▶ [CONSIGNE 1]:
Les affirmations suivantes concordent-elles avec le texte sur l’élargissement de l’UE ? (a) L’Albanie a déposé sa candidature à l’UE en 2009. (b) La Bosnie-Herzégovine a déjà déposé sa candidature. (c) Monaco fait partie de l’espace Schengen. Pour chacune, répondez par oui ou non et citez à l’identique les mots du texte qui tranchent.

▶ [TEXTE FOURNI]:

--*--

L’UE leur demande régulièrement une mise aux normes de leur législation avant
de véritablement débuter leur intégration. L’Albanie
a déposé sa candidature pour rejoindre l’UE en 2009
mais n’est pas encore reconnue comme candidate. Seuls la Bosnie-Herzégovine et le Kosovo n’ont pas encore candidaté
mais sont de potentiels candidats. Le Kosovo n’est pas sans poser de
nombreux problèmes, il est membre de la zone euro mais n’est pas reconnu comme État
par quelques membres de l’UE (comme l’Espagne).
Quant
aux micro-États : Andorre, Monaco, Vatican et Saint-Marin, ils ne sont pas
membres de l’UE mais sont compris dans l’espace Schengen, l’euro et autres
cadres de l’UE.
II.
La candidature
turque
1.

--*--

▶ [CONSIGNE 2]:
Reproduisez à l’identique, parmi les lignes extraites ci-dessous, celles qui vont de la ligne contenant « Detect crouching person » jusqu’à la ligne contenant « [[114, 84, 126, 94], [198, 72, 208, 83]] », cette dernière comprise.

--*--

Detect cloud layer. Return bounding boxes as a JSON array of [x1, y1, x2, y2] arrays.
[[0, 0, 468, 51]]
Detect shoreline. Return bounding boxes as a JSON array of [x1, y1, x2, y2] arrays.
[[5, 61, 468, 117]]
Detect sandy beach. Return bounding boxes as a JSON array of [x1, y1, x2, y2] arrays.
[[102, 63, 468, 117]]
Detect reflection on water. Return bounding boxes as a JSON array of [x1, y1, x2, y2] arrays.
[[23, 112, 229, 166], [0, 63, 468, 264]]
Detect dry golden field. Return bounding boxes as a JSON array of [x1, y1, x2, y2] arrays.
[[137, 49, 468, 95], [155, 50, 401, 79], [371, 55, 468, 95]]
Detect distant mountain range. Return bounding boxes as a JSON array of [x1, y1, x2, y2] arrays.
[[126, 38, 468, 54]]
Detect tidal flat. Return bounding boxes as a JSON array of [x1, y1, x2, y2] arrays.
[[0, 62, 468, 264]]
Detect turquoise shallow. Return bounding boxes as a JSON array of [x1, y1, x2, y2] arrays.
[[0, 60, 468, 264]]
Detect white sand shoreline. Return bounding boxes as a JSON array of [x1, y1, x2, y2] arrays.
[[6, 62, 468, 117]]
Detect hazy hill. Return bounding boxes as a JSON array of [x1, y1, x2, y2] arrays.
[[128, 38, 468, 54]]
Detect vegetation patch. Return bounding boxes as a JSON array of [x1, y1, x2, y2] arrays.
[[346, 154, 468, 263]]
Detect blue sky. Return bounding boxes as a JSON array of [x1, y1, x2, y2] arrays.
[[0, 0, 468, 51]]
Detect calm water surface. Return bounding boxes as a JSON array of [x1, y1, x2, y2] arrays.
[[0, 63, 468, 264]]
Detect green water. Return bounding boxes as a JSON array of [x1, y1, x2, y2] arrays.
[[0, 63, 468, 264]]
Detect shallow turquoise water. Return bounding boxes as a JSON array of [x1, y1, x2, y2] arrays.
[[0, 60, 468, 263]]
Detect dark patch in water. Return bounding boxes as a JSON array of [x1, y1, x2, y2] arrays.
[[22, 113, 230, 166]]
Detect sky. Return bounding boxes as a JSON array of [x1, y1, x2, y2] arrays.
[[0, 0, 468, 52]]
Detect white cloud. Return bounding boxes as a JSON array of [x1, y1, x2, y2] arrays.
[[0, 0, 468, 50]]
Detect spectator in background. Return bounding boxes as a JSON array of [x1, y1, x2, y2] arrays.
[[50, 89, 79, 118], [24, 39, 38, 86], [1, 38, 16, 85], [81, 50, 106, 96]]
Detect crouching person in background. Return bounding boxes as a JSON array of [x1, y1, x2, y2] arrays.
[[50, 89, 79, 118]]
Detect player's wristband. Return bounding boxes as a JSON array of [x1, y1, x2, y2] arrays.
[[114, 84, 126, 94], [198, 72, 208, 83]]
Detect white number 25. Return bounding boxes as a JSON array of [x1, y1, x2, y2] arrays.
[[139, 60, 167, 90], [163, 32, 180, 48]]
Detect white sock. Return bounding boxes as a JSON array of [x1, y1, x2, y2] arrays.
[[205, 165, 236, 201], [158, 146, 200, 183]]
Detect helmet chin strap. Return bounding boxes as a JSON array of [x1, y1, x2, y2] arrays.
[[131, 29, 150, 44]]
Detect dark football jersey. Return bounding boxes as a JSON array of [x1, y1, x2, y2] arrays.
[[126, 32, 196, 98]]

--*--

▶ [RÉPONSE COMPLÈTE 1]:
(a) Oui : « L’Albanie a déposé sa candidature pour rejoindre l’UE en 2009 ».
(b) Non : « Seuls la Bosnie-Herzégovine et le Kosovo n’ont pas encore candidaté ».
(c) Oui : « ils ne sont pas membres de l’UE mais sont compris dans l’espace Schengen ».

▶ [RÉPONSE COMPLÈTE 2]:
Detect crouching person in background. Return bounding boxes as a JSON array of [x1, y1, x2, y2] arrays.
[[50, 89, 79, 118]]
Detect player's wristband. Return bounding boxes as a JSON array of [x1, y1, x2, y2] arrays.
[[114, 84, 126, 94], [198, 72, 208, 83]]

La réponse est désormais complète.